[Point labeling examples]

------------------------------------

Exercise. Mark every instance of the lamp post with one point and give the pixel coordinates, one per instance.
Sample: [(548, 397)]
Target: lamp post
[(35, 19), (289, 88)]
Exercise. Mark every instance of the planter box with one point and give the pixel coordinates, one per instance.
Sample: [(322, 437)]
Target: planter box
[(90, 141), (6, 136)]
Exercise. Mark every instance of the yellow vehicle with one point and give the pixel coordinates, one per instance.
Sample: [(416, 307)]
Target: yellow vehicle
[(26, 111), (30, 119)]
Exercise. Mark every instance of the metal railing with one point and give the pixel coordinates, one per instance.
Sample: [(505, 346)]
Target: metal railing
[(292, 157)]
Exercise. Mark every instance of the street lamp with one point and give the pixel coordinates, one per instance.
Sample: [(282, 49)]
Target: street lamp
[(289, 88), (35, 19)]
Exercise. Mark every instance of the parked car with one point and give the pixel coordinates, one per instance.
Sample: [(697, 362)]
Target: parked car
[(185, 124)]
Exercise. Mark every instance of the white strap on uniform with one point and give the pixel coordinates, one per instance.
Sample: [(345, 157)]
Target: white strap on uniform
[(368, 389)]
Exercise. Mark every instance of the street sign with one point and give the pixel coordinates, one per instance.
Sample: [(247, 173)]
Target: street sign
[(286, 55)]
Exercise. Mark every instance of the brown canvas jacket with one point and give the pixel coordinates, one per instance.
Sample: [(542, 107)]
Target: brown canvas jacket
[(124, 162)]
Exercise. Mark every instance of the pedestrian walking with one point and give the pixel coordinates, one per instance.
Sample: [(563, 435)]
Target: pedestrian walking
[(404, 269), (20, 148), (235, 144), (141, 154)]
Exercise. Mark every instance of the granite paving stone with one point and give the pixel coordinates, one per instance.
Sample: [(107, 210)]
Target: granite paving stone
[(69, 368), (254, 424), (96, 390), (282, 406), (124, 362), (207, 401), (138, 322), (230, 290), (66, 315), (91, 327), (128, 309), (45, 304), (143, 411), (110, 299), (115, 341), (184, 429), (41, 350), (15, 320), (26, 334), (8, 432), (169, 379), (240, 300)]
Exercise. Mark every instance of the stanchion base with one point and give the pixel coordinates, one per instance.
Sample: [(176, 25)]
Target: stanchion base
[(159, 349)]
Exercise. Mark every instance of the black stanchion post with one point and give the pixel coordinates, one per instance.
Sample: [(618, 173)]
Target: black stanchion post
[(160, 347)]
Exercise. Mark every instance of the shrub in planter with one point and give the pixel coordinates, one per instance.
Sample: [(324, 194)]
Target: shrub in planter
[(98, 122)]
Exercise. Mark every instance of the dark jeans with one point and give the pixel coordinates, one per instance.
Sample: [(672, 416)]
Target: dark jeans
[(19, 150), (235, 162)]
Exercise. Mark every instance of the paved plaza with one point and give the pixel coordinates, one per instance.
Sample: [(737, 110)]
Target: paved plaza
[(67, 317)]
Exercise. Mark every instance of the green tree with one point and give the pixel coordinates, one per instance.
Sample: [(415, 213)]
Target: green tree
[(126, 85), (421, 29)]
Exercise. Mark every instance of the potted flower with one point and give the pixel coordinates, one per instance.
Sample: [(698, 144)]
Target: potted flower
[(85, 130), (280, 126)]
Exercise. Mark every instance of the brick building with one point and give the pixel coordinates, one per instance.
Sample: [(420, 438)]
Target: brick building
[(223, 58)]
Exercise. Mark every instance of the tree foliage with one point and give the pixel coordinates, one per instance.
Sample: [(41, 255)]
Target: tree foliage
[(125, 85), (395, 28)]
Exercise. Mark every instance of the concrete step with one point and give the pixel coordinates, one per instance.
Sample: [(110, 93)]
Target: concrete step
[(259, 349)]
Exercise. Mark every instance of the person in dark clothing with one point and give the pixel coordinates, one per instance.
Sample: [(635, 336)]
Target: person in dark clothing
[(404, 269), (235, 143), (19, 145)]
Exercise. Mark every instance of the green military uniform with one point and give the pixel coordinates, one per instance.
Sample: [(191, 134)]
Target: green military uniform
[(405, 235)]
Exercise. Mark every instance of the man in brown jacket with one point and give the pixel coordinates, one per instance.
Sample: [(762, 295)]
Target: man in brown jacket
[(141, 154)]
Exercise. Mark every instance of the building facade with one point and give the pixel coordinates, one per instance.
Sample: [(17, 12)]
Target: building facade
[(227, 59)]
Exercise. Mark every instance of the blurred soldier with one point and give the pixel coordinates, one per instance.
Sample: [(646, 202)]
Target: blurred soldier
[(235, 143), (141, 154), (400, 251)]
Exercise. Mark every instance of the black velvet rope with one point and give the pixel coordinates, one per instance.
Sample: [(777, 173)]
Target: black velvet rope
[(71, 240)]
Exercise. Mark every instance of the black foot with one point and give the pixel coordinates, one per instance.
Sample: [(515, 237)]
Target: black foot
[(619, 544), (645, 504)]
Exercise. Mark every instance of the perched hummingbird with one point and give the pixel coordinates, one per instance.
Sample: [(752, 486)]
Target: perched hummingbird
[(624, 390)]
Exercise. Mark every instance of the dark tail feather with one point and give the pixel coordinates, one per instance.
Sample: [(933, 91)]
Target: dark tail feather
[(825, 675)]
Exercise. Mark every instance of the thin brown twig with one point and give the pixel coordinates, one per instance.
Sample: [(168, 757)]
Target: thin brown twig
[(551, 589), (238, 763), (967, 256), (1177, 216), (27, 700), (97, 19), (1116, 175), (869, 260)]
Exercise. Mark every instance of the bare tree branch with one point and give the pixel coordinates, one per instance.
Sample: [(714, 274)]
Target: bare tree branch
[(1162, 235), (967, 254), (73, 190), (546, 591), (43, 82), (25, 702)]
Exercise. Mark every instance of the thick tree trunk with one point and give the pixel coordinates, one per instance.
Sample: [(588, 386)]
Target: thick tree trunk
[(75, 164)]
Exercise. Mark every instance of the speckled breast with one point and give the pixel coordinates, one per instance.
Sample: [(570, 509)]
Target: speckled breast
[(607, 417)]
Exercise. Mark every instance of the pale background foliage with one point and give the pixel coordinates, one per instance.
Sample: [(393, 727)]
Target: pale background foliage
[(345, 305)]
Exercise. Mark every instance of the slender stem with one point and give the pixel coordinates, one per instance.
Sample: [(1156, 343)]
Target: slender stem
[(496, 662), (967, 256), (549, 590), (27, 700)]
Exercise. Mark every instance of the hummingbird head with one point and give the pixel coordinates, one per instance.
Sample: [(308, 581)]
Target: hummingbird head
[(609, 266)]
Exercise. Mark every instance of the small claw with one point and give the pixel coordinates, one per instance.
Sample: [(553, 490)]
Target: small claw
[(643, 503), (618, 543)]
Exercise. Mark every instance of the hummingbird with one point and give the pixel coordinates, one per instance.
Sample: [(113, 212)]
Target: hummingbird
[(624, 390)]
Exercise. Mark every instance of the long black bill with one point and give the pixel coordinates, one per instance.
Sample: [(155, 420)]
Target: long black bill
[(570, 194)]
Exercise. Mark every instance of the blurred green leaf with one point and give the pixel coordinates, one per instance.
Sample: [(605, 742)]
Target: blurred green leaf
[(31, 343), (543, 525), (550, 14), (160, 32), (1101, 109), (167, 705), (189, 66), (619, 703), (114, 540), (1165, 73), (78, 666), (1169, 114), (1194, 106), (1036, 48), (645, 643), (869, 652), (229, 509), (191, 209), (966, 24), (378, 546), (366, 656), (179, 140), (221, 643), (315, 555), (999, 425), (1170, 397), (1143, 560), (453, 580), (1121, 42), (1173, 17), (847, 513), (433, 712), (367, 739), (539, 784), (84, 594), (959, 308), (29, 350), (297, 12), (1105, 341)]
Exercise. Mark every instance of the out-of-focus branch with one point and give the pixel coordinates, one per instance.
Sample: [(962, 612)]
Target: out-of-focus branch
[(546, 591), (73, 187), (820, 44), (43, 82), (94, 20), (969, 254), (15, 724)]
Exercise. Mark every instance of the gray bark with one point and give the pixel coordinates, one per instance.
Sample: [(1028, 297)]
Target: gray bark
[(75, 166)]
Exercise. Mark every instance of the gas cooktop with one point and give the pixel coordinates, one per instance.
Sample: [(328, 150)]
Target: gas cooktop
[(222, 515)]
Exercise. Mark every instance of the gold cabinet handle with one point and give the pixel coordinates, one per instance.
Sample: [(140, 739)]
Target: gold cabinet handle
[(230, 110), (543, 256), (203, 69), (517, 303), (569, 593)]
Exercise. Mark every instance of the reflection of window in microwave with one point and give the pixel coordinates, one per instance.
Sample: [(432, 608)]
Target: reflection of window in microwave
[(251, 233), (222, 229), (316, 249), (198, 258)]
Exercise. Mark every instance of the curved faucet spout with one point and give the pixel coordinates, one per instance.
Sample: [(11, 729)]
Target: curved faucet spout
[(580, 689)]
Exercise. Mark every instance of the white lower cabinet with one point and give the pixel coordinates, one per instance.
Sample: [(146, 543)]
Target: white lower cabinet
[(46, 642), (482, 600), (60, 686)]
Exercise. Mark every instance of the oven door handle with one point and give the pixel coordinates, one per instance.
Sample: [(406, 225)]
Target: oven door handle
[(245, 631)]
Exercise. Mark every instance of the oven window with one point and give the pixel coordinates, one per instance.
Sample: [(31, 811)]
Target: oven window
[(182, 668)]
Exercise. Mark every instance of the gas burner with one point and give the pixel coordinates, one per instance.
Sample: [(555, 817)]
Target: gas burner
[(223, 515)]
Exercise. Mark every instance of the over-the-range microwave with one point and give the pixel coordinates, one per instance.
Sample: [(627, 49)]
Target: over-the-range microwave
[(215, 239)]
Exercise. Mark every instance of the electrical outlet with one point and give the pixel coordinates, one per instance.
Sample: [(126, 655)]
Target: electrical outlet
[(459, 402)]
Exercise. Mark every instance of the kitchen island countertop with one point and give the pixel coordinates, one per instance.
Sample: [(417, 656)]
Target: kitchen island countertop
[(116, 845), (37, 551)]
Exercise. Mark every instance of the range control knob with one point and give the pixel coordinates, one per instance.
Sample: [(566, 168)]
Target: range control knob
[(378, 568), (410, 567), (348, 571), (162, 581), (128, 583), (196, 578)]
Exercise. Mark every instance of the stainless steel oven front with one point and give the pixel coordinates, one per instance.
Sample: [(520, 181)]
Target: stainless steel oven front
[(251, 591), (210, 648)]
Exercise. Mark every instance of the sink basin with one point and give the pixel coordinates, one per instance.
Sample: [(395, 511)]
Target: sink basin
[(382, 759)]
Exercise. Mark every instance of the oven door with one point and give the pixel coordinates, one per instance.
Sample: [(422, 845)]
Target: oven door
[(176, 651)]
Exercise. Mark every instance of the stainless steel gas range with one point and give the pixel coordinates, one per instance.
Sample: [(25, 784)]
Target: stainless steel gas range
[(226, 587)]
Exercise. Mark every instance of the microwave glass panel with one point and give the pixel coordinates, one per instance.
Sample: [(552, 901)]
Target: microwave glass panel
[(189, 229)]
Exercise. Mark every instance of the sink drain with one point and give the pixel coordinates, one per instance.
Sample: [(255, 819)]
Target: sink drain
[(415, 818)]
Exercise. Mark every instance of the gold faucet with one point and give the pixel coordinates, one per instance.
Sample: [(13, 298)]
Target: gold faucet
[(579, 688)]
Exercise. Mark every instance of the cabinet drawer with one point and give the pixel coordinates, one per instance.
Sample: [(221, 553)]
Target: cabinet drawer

------------------------------------

**TASK TO CARRY OUT:** Format the lines above as a JSON list of strings, starting with the line containing "Exercise. Mark every instance of the white strap" and continuing through the line containing "[(404, 269), (20, 148), (235, 144), (141, 154)]". Use one string per line and leave out any blank lines.

**RESPONSE TO THIS EXERCISE:**
[
  "Exercise. Mark every instance of the white strap on uniform with one point and give the pixel coordinates, one per instance.",
  "Sample: [(345, 157)]",
  "Target: white strap on uniform",
  "[(368, 389)]",
  "Exercise. Mark every instance of the street sign with one point and give the pixel coordinates, one per instance.",
  "Sample: [(247, 173)]",
  "Target: street sign",
  "[(286, 55)]",
  "Exercise. Mark every instance of the brown canvas jacket with one point and give the pixel coordinates, one per instance.",
  "Sample: [(542, 107)]",
  "Target: brown canvas jacket",
  "[(124, 162)]",
  "Exercise. Mark every instance of the pedestrian walking with one point and give the pixel coordinates, one per instance.",
  "Sample: [(563, 435)]",
  "Target: pedestrian walking",
  "[(404, 269), (20, 148), (235, 144), (141, 154)]"
]